- CHALLENGE
Can you reproduce every line of the records below, offsetting each x and y coordinate by adding 11 and leaving all other wording unchanged? Leave the pictures out.

══ DATA EXTRACT

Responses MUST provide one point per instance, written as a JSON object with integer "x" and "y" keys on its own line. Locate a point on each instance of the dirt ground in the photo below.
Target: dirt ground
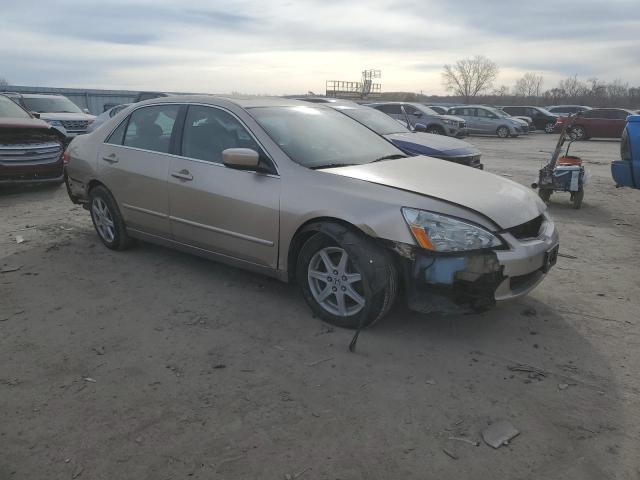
{"x": 153, "y": 364}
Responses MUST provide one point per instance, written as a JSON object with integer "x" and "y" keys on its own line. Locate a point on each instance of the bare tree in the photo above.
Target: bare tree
{"x": 501, "y": 91}
{"x": 572, "y": 87}
{"x": 530, "y": 85}
{"x": 470, "y": 76}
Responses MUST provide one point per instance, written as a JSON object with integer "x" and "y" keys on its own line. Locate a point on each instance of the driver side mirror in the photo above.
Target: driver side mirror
{"x": 241, "y": 158}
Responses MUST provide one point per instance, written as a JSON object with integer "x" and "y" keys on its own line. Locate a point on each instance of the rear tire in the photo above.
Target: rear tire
{"x": 576, "y": 199}
{"x": 578, "y": 132}
{"x": 107, "y": 219}
{"x": 502, "y": 132}
{"x": 349, "y": 282}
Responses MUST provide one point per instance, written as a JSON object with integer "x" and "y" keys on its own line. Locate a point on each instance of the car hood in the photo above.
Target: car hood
{"x": 432, "y": 145}
{"x": 67, "y": 116}
{"x": 23, "y": 123}
{"x": 505, "y": 202}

════

- EXERCISE RESULT
Responses MUST provide one point per instance, written as a JSON object with integer "x" and "y" keys on its own line. Locate a point on each instance of the dirt ground in the photo below.
Target: dirt ground
{"x": 164, "y": 375}
Responses MUST provide one point per instance, written as a JSON object with integer "x" and "y" keys on its own line. Locate a point on each instance of the bare tree in the photo above.
Target: bare tree
{"x": 512, "y": 102}
{"x": 583, "y": 98}
{"x": 541, "y": 96}
{"x": 481, "y": 87}
Responses MUST provide one point per instance, written as a JSON object with integer "x" and "y" keys on its own line. Locate a point on each instance of the driver side mirror in the photo above.
Target: driver side mirror
{"x": 252, "y": 169}
Responses MUST provide one point per instance, written as a JSON object with integer "x" and "y" keys on its own line. Locate a point on each instance of the rear tire in the photo above.
Target: rear tire
{"x": 587, "y": 210}
{"x": 589, "y": 143}
{"x": 118, "y": 230}
{"x": 513, "y": 143}
{"x": 360, "y": 293}
Responses MUST provide one point per instance, written as a JSON object with integer "x" and "y" keys on its own line. Locate a point on each instance of the car hood in the photo above.
Target: car hood
{"x": 443, "y": 156}
{"x": 78, "y": 127}
{"x": 34, "y": 134}
{"x": 516, "y": 213}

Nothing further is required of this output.